Task input:

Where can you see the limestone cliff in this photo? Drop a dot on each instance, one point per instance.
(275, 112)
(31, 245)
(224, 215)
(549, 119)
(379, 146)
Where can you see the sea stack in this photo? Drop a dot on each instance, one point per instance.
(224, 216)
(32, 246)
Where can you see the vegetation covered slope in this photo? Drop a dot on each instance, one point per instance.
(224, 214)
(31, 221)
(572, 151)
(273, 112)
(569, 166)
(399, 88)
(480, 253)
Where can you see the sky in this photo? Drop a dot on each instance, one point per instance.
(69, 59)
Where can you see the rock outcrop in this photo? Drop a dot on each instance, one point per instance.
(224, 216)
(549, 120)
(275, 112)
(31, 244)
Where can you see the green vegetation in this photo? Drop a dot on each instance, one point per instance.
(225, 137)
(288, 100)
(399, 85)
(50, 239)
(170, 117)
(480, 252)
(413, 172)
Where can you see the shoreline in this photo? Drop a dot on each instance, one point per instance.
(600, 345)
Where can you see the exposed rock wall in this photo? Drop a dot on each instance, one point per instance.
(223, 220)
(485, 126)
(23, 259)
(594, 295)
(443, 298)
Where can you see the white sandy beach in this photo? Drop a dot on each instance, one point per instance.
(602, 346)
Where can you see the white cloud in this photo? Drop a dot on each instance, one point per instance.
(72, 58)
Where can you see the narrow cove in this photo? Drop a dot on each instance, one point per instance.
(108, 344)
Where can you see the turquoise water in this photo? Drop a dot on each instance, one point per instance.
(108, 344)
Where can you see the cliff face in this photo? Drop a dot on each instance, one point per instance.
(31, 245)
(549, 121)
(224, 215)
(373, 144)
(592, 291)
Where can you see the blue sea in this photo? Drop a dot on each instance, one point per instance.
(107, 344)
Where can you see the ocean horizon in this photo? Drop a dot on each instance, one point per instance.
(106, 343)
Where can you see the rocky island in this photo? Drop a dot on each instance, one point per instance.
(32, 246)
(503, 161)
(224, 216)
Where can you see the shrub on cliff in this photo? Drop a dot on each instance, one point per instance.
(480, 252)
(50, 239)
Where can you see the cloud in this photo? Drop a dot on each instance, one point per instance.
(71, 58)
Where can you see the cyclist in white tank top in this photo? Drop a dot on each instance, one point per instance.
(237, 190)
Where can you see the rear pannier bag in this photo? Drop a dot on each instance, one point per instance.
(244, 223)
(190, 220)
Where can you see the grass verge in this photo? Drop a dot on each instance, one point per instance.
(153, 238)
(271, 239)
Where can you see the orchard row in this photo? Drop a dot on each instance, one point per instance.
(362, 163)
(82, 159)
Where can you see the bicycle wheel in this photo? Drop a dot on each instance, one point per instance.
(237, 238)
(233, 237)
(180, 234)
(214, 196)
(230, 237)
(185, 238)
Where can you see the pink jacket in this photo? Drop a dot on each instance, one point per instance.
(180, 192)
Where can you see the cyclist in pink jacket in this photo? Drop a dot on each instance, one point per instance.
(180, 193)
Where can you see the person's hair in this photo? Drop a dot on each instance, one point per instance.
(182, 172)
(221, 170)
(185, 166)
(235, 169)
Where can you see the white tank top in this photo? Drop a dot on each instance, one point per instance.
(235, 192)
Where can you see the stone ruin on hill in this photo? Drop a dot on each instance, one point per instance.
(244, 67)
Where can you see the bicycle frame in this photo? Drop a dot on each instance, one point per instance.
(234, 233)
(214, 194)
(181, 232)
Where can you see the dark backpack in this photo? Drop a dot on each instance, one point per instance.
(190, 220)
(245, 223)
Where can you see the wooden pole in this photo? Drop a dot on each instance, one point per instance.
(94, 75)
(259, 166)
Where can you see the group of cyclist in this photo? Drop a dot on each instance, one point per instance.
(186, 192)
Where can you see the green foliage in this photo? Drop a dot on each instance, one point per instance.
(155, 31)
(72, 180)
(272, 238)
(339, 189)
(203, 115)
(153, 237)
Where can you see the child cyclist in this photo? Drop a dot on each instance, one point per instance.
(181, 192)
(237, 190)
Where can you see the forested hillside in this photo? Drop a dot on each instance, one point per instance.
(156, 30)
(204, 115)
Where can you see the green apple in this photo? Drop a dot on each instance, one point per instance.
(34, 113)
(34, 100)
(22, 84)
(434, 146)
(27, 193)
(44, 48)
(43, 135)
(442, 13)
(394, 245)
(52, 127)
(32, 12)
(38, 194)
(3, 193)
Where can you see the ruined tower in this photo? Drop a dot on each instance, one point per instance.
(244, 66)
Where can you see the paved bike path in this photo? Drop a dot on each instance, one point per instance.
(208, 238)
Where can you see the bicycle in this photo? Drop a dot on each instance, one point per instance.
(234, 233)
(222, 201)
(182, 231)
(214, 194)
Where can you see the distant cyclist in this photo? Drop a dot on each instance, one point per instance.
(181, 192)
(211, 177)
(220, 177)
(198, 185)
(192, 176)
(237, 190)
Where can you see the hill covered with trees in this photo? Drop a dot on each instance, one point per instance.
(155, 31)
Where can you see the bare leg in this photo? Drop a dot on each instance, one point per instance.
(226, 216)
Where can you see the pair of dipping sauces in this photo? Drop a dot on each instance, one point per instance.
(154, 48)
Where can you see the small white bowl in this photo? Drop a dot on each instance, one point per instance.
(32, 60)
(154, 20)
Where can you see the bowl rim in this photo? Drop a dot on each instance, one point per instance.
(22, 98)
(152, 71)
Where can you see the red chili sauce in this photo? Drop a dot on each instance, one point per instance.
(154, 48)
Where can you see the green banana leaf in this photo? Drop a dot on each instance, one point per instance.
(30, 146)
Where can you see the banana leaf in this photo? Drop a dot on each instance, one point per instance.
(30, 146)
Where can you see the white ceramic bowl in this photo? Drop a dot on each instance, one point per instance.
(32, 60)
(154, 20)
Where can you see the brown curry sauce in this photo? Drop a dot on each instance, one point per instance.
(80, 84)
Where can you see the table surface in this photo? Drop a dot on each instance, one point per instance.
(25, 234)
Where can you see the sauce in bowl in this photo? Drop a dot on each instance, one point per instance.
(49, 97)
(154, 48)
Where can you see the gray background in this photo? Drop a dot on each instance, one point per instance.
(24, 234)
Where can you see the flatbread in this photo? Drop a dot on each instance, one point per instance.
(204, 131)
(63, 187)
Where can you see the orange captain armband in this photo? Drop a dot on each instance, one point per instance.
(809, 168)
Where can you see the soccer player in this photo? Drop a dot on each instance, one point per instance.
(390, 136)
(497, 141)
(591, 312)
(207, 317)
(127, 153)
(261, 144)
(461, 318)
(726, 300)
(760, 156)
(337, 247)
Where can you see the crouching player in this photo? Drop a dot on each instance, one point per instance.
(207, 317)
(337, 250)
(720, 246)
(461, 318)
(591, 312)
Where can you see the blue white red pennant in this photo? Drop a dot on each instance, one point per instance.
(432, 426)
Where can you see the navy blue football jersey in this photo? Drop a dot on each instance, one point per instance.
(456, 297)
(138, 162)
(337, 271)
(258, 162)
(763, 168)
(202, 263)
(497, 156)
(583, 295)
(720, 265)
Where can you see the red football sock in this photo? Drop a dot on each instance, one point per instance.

What is being asked: Extract, word for word, each line of the listing above.

The answer:
Where can you see the limestone cliff in this photo? Drop a dot on each instance, one point per instance.
(275, 112)
(31, 245)
(224, 215)
(549, 119)
(379, 146)
Where can you see the sea stack in this photo? Drop a dot on each instance, one point per instance.
(224, 216)
(32, 246)
Where can you see the vegetation covered slope in this photo? Drop a dot on each instance, one point per instance.
(224, 214)
(31, 221)
(572, 151)
(273, 112)
(569, 166)
(399, 88)
(480, 253)
Where can you see the sky in this photo? Drop a dot on each instance, one point per instance.
(69, 59)
Where can you see the rock outcrop in this photo? Drop a dot on each instance, one point per instance.
(224, 216)
(549, 120)
(275, 112)
(31, 244)
Where can you see the green vegetation in this photo? Drop a dot on each instance, one point per instance.
(225, 137)
(288, 100)
(399, 85)
(50, 239)
(170, 117)
(480, 252)
(413, 172)
Where can you see the shoreline in this photo? Drop a dot on each instance, one point per instance.
(600, 345)
Where can you see the exposed rock wall in this photo? Drop a dot on each instance, one point per instance.
(223, 220)
(485, 126)
(23, 259)
(594, 295)
(443, 298)
Where can you see the white sandy beach in this photo? Drop a dot on each instance, one point per instance.
(602, 346)
Where can you see the white cloud in this photo? Drop a dot on each instance, one point per instance.
(72, 58)
Where can you see the narrow cove in this photo? Drop a dot on each instance, one point per instance.
(108, 344)
Where can you see the turquoise water in this photo? Drop a dot on each instance, one point per instance.
(108, 344)
Where can you see the cliff face in this photo? Drop a dot on each instance, one point per instance.
(31, 245)
(549, 121)
(224, 215)
(373, 144)
(592, 291)
Where can you see the blue sea in this photo? Drop a dot on each instance, one point per instance.
(107, 344)
Where can you see the ocean horizon in this photo? Drop a dot on each instance, one point per instance.
(106, 343)
Where can you see the rocky island in this photo? Drop a dot on each instance, one point per instance.
(32, 246)
(503, 161)
(224, 216)
Where can you see the shrub on cliff in this photo? Drop a dot on each instance, one point per instance.
(480, 252)
(50, 239)
Where can you see the cloud in this photo? Drop a dot on each instance, one point per instance.
(71, 58)
Where can you see the cyclist in white tank top in this photo? Drop a dot on each instance, one point per instance.
(237, 190)
Where can you see the rear pannier bag in this photo? Drop a dot on each instance, one point per instance.
(244, 223)
(190, 220)
Where can you see the grass verge in this photo? Drop a dot on each instance, one point per instance.
(153, 238)
(271, 239)
Where can you see the orchard row in this photo? Drop a dot on each instance, one point per instance.
(362, 163)
(82, 159)
Where can you see the bicycle wheel in this photo? Drop a dot on each instance, one point per instance.
(237, 238)
(233, 237)
(180, 234)
(214, 196)
(230, 237)
(185, 238)
Where can you see the pink jacket in this photo? Drop a dot on each instance, one point per instance.
(180, 192)
Where can you see the cyclist in pink jacket in this photo? Drop a dot on each instance, one point per instance.
(180, 193)
Where can you see the person's hair in this photo? Drop a dot on each instance, one point per instance.
(182, 172)
(221, 170)
(185, 166)
(235, 169)
Where can you see the white tank top in this photo? Drop a dot on each instance, one point per instance.
(235, 192)
Where can you see the stone ruin on hill in this photo? Drop a dot on each instance, one point per instance.
(244, 67)
Where can you see the bicycle frame in this photo? Drop a dot on each instance, one point per instance.
(234, 233)
(214, 194)
(181, 232)
Where can you see the dark backpack in this photo? Drop a dot on each instance, one point per instance.
(190, 220)
(245, 223)
Where can you see the wooden pole in this photo? Drop a dot on each instance, one point per instance.
(94, 75)
(259, 166)
Where can you see the group of cyclist in this photo? Drop a dot on each instance, one point per instance.
(186, 192)
Where can you see the green foliage in this photo? Drop a dot on each instance, one point per instance.
(155, 31)
(72, 180)
(272, 238)
(339, 189)
(203, 115)
(153, 237)
Where can you see the child cyclist in this photo? Drop a dot on each instance, one point per instance.
(181, 192)
(237, 190)
Where can you see the forested hillside in this photo? Drop a dot on each instance, one point per instance.
(156, 30)
(204, 115)
Where can you see the green apple in this photo? Drop a dot on each instance, one point per instance.
(34, 113)
(34, 100)
(22, 84)
(434, 146)
(27, 193)
(44, 48)
(43, 135)
(442, 13)
(394, 245)
(52, 127)
(32, 12)
(38, 194)
(3, 193)
Where can you see the ruined tower in this photo? Drop a dot on each instance, one point per instance.
(244, 66)
Where can you see the paved bike path in this photo? Drop a dot on each instance, one point per instance.
(208, 238)
Where can you see the bicycle in this photo? Drop a dot on each instance, one point per instance.
(234, 233)
(222, 201)
(182, 231)
(214, 194)
Where can you see the distant cyclist in this photo? Drop a dot on each instance, one point per instance.
(181, 192)
(211, 177)
(220, 177)
(198, 185)
(192, 176)
(237, 190)
Where can you see the hill covered with trees in this photo? Drop a dot on each instance, one point per instance.
(155, 31)
Where can you see the bare leg in this photo? Drop a dot on each instance, one point per instance.
(226, 216)
Where can you see the pair of dipping sauces in this photo? Drop a dot on each instance, one point per instance.
(154, 48)
Where can you see the small white bowl in this photo? Drop a dot on each instance, one point per instance.
(32, 60)
(154, 20)
Where can you see the bowl rim in this photo? Drop a dot on each instance, one point per instance.
(22, 98)
(152, 71)
Where can you see the red chili sauce in this photo? Drop a dot on each instance, one point per instance.
(154, 48)
Where can you see the green banana leaf in this photo? Drop a dot on each instance, one point per instance.
(30, 146)
Where can you see the banana leaf in this photo? Drop a dot on each instance, one point per instance.
(30, 146)
Where can you see the white ceramic bowl in this photo? Drop a dot on each instance, one point per instance.
(32, 60)
(154, 20)
Where can you see the brown curry sauce in this photo? Drop a dot on each instance, one point per instance.
(80, 84)
Where can you see the table surface in this photo? Drop a dot on each instance, one point per instance.
(25, 234)
Where can you see the sauce in bowl in this photo? Drop a dot on each instance, one point per instance.
(49, 97)
(154, 48)
Where can you see the gray background in this photo? Drop a dot on each instance, one point per instance.
(24, 234)
Where can you see the flatbread in this photo? Drop a dot on each instance, one point per instance.
(204, 131)
(63, 187)
Where can you see the orange captain armband in this photo? Drop a dot on each instance, one point per instance.
(809, 168)
Where can you see the soccer player in this photo? Drop a dot on each instance, one point per instance.
(390, 136)
(497, 141)
(591, 312)
(207, 317)
(127, 153)
(261, 144)
(461, 318)
(726, 300)
(760, 156)
(337, 247)
Where can you see the crouching player in this photo? Drop a dot on each instance, one point per instance.
(207, 317)
(337, 250)
(720, 246)
(461, 318)
(591, 312)
Where can you see the blue white red pennant in this photo? Drop a dot on each instance, one point per instance.
(432, 426)
Where can you see the navy blue football jersey in this photo? Drop a dot on each instance, one point per instance.
(456, 297)
(138, 162)
(337, 271)
(258, 162)
(763, 168)
(202, 263)
(497, 156)
(583, 295)
(720, 265)
Where can you see the red football sock in this photo? Drop a dot on each instance, one point per instance.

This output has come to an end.